Referring expression grounding data:
++++
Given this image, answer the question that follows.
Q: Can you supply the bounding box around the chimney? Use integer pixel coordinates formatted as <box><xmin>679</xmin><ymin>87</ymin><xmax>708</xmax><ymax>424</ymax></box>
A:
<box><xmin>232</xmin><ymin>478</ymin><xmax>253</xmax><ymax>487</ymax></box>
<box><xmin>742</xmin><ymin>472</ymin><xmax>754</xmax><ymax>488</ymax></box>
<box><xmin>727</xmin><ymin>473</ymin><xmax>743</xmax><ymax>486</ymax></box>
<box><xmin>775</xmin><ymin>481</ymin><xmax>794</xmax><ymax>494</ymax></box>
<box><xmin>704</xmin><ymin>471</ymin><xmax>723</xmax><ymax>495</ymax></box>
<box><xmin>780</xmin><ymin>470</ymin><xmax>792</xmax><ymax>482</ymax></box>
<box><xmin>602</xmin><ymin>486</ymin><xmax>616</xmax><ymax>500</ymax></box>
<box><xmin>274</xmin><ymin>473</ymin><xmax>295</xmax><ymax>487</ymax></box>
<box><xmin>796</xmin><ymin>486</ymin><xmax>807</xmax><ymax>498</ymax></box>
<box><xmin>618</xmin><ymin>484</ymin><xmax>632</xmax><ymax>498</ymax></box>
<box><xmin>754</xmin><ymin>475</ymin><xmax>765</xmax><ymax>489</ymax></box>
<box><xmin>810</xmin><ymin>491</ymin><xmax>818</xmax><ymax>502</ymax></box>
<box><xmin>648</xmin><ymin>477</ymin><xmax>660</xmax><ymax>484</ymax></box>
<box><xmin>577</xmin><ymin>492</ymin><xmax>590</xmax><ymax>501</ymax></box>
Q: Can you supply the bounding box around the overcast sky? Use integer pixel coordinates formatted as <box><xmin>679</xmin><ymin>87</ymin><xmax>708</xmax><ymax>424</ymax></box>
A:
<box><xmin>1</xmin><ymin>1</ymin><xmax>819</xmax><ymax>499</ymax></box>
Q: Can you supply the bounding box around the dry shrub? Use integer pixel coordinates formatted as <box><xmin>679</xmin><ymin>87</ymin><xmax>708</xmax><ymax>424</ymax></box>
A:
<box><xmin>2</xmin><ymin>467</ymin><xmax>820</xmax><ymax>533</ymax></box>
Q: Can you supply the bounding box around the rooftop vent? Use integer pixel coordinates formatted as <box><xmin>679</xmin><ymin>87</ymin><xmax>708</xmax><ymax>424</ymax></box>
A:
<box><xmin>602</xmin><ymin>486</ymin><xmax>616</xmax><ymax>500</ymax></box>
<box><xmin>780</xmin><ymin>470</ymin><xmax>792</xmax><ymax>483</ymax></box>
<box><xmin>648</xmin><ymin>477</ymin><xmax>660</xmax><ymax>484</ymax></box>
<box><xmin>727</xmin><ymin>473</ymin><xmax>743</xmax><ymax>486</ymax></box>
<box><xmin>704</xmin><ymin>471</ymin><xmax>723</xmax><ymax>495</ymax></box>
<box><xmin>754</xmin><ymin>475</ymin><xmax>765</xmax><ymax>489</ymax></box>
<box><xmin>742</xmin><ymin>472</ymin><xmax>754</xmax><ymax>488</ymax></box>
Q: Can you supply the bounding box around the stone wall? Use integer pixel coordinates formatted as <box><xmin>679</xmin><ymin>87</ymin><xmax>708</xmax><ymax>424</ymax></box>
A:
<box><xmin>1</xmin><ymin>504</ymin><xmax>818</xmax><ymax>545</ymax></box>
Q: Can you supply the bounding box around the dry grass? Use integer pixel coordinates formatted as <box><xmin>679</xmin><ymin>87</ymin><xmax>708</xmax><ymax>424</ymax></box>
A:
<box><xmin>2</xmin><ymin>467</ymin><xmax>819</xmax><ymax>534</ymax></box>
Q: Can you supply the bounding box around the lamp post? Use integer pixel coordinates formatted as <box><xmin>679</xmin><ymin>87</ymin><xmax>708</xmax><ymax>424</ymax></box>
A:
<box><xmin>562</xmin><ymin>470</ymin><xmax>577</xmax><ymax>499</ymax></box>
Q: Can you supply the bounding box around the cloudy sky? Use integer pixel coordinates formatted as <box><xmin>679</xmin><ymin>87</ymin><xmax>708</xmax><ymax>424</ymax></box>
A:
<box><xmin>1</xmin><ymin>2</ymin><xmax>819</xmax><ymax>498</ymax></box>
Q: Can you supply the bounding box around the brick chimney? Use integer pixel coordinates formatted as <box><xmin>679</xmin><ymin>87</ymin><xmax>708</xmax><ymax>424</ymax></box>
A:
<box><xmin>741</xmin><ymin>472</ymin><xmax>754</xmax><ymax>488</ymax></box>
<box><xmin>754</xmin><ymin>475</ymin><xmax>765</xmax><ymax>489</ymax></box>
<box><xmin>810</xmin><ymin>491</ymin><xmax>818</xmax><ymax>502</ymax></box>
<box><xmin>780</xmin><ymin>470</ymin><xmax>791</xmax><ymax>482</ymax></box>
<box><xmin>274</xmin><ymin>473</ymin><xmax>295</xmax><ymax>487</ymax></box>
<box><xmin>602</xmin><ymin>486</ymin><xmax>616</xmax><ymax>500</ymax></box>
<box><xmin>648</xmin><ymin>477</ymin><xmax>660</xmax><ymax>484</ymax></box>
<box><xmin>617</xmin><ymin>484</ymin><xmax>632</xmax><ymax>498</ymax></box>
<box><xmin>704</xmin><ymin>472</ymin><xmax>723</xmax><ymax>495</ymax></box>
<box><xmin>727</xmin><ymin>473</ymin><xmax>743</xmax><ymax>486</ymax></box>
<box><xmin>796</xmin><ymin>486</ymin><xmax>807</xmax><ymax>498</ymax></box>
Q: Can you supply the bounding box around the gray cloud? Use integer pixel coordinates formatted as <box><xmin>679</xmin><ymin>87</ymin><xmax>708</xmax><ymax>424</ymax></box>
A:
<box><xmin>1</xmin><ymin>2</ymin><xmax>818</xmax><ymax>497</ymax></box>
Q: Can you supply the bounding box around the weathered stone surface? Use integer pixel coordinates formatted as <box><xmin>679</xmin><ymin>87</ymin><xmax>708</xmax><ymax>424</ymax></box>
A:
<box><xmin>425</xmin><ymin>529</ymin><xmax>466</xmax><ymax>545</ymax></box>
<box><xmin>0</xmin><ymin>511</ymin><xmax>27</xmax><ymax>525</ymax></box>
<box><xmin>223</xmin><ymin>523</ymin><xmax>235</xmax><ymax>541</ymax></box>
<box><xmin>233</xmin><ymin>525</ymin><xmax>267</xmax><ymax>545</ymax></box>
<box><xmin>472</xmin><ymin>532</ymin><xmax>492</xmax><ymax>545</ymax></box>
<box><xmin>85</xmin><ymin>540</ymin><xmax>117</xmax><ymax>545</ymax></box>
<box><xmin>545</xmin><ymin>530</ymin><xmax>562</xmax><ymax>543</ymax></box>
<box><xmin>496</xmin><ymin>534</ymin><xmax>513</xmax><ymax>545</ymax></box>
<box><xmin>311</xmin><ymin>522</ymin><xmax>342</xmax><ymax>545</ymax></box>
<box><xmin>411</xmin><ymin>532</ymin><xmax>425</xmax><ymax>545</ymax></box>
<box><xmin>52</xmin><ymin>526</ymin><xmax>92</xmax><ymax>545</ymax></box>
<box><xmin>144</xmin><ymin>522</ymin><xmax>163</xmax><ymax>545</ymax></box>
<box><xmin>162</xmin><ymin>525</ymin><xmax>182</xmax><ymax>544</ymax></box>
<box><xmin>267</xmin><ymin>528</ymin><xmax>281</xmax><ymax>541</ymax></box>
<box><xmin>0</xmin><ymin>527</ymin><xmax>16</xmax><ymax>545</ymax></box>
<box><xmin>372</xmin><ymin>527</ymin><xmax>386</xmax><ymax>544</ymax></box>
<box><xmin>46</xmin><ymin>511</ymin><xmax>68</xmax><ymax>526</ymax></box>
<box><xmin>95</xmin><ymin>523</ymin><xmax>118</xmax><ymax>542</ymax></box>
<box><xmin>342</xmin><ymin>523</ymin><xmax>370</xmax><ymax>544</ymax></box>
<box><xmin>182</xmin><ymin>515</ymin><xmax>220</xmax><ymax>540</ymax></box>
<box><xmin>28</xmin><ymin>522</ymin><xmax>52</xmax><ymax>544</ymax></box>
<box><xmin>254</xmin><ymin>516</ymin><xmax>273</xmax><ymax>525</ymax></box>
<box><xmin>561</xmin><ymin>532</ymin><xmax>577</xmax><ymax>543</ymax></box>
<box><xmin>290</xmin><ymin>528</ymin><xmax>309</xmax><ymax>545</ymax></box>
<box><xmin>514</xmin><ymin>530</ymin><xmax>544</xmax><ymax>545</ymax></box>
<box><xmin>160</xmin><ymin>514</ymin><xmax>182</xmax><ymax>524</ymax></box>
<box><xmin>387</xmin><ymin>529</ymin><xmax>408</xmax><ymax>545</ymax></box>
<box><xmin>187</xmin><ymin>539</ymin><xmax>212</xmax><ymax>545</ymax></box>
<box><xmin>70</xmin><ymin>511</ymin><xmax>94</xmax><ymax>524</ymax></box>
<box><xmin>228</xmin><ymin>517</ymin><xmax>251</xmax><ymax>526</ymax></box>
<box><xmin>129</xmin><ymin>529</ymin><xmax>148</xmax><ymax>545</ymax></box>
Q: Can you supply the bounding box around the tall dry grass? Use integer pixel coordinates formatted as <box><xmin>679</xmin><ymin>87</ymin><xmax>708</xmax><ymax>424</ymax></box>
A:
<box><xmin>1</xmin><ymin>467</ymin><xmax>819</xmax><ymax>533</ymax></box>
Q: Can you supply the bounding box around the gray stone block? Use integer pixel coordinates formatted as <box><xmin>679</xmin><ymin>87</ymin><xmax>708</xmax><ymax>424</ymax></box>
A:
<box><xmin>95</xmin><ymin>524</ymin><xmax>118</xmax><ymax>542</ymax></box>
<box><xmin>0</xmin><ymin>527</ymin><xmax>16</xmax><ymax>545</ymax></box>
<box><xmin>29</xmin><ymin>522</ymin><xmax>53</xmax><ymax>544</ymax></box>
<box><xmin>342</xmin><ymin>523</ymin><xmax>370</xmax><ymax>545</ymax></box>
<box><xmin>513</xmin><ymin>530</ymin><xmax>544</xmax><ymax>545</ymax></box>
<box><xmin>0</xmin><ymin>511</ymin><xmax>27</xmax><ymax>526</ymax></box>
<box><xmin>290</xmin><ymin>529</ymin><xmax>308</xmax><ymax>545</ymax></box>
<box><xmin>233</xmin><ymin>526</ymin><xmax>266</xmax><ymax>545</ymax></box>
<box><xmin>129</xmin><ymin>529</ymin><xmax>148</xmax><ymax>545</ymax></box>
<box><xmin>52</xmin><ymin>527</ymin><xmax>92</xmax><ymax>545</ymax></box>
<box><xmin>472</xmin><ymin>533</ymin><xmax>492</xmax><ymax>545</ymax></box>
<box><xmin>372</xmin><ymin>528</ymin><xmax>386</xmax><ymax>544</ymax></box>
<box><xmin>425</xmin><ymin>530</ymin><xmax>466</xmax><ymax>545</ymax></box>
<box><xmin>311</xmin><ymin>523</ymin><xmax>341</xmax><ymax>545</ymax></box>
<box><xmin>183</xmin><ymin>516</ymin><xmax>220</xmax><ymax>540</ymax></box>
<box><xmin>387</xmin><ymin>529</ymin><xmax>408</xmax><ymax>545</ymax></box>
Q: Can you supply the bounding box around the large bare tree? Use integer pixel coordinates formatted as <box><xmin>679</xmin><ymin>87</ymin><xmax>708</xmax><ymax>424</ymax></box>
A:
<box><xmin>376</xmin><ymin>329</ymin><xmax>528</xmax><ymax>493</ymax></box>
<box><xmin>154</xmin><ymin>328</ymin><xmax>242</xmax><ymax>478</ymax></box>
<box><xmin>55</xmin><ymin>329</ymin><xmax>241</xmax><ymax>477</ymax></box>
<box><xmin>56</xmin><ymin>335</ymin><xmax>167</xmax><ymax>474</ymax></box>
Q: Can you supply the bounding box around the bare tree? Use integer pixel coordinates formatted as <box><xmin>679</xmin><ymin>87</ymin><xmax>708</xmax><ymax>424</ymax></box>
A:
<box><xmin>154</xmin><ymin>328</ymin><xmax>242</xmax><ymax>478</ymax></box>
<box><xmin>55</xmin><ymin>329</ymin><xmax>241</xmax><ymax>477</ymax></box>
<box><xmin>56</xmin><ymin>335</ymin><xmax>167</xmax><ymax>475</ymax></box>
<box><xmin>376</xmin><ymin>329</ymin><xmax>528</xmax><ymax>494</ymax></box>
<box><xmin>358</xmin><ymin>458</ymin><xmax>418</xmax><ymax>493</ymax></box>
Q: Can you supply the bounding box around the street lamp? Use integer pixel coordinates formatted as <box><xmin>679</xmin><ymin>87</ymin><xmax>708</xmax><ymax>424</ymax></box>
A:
++++
● YOUR OBJECTIVE:
Nothing should be returned except the lines from the first line of the data above through the line with "Q: Can you supply the bounding box around the chimney?", each one exact.

● EXERCISE OUTPUT:
Given this image, answer the question that follows.
Q: Can you supply the bounding box around the chimney? Use integer pixel coordinates formatted as <box><xmin>679</xmin><ymin>87</ymin><xmax>708</xmax><ymax>424</ymax></box>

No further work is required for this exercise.